Brano citato:
┄┄┄┄┄┄┄┄┄┄

L ' I N F I N I T O
in Storia dell'Arte
Lo sviluppo dell'arte
figurativa fu, in Germania, fortemente condizionato dalla contemporanea produzione
letteraria romantica. Più volte, infatti, i pittori tedeschi affrontarono
nei loro dipinti quegli stessi temi esistenziali, come la meditazione sul
trascorrere del tempo e sugli spazi infiniti, che avevano contraddistinto la
poesia romantica. Anche Caspar David Friedrich, il massimo esponente dell'arte
tedesca del tempo, espresse nelle sue opere, il desiderio d'infinito e la
riflessione sulla vita, attraverso la realizzazione di paesaggi surreali, nei
quali l'artista non cerca di raggiungere una fedele riproduzione del dato
naturalistico, ma piuttosto di esprimere la propria interiorità.
Una delle opere di Friedrich che meglio
possono servire ad esempio è Il viandante sul mare di Nebbia,
nel quale la grandezza sublime della natura è espressa dall'immensità
spaziale, con i monti scalati in profondità e appena visibili sul fondo;
dall'altezza della montagna rocciosa in vetta alla quale l'uomo, solitario,
guarda verso l'Infinito; dalla nebbia fluttuante che invade tutta la parte
sottostante lasciando avvolto nel mistero ciò che ricopre e dando quindi
maggiormente, come sempre accade quando il nostro occhio è impossibilitato
a scorgere con chiarezza, un senso di smarrimento di fronte all'intuizione della
profondità abissale. Il paesaggio di sfondo rappresenta il riflesso
dell'aldilà, e il primo piano, in gran parte immerso nelle tenebre
simboleggia il mondo terrestre. La figura di spalle, frequente nei dipinti
di Friedrich, impersona probabilmente l'uomo religioso, che considera la
propria esistenza come una preparazione alla vita eterna.

┄┄┄┄┄┄┄┄┄┄

Voci mostrate:
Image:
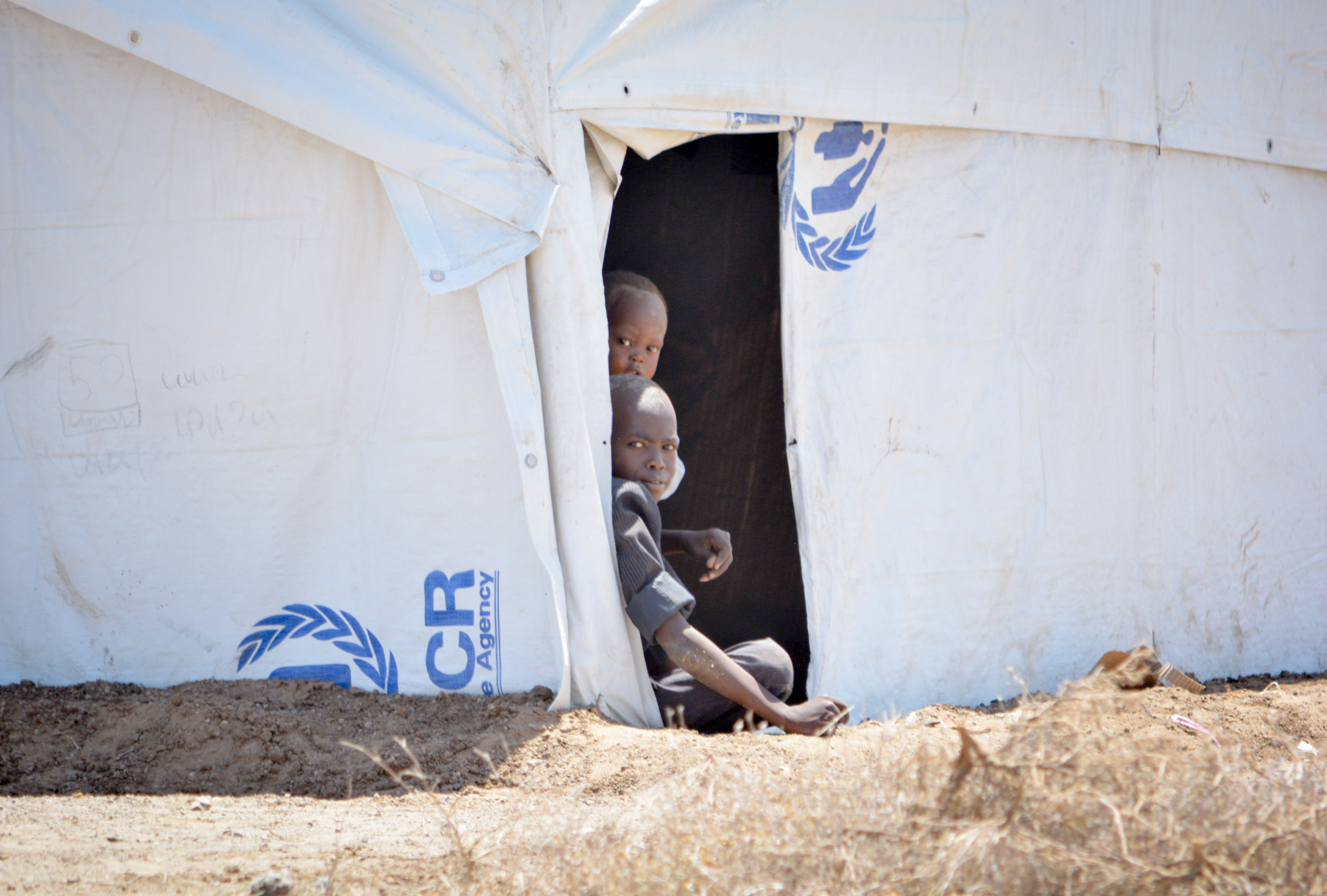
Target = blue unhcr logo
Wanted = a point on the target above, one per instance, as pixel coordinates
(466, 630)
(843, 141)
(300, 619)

┄┄┄┄┄┄┄┄┄┄

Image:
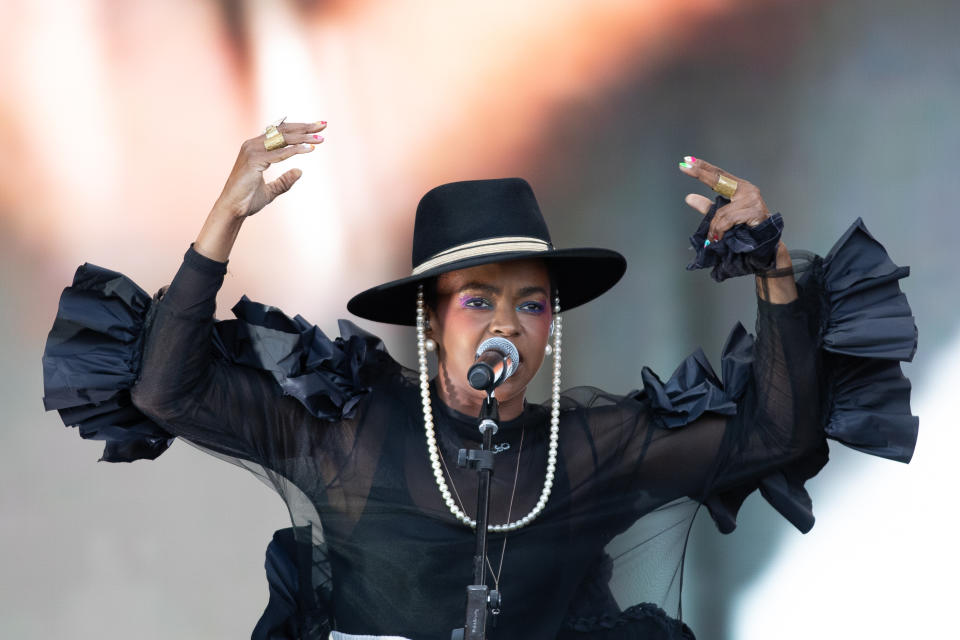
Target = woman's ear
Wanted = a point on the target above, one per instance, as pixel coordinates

┄┄┄┄┄┄┄┄┄┄

Esercizi:
a: Rispondi alle domande seguenti basandoti sul brano citato.
(i) Da che cosa fu fortemente condizionato, in Germania, lo sviluppo dell'arte figurativa?
(ii) Chi viene indicato come il massimo esponente dell'arte tedesca del tempo?
(iii) Che cosa simboleggia il primo piano del Viandante sul mare di Nebbia?
b: Nel brano citato, il Viandante sul mare di Nebbia esprime la grandezza sublime della natura attraverso alcuni elementi. Elencali tutti.
c: Trascrivi dal brano citato il tratto che comincia con "L ' I N F I" e prosegue fino a "la propria interiorità.".

Le risposte:
a:
(i) Dalla contemporanea produzione letteraria romantica.
(ii) Caspar David Friedrich.
(iii) Il mondo terrestre.

b:
- L'immensità spaziale, con i monti scalati in profondità e appena visibili sul fondo
- L'altezza della montagna rocciosa, in vetta alla quale l'uomo, solitario, guarda verso l'Infinito
- La nebbia fluttuante che invade tutta la parte sottostante

c:
L ' I N F I N I T O
in Storia dell'Arte
Lo sviluppo dell'arte
figurativa fu, in Germania, fortemente condizionato dalla contemporanea produzione
letteraria romantica. Più volte, infatti, i pittori tedeschi affrontarono
nei loro dipinti quegli stessi temi esistenziali, come la meditazione sul
trascorrere del tempo e sugli spazi infiniti, che avevano contraddistinto la
poesia romantica. Anche Caspar David Friedrich, il massimo esponente dell'arte
tedesca del tempo, espresse nelle sue opere, il desiderio d'infinito e la
riflessione sulla vita, attraverso la realizzazione di paesaggi surreali, nei
quali l'artista non cerca di raggiungere una fedele riproduzione del dato
naturalistico, ma piuttosto di esprimere la propria interiorità.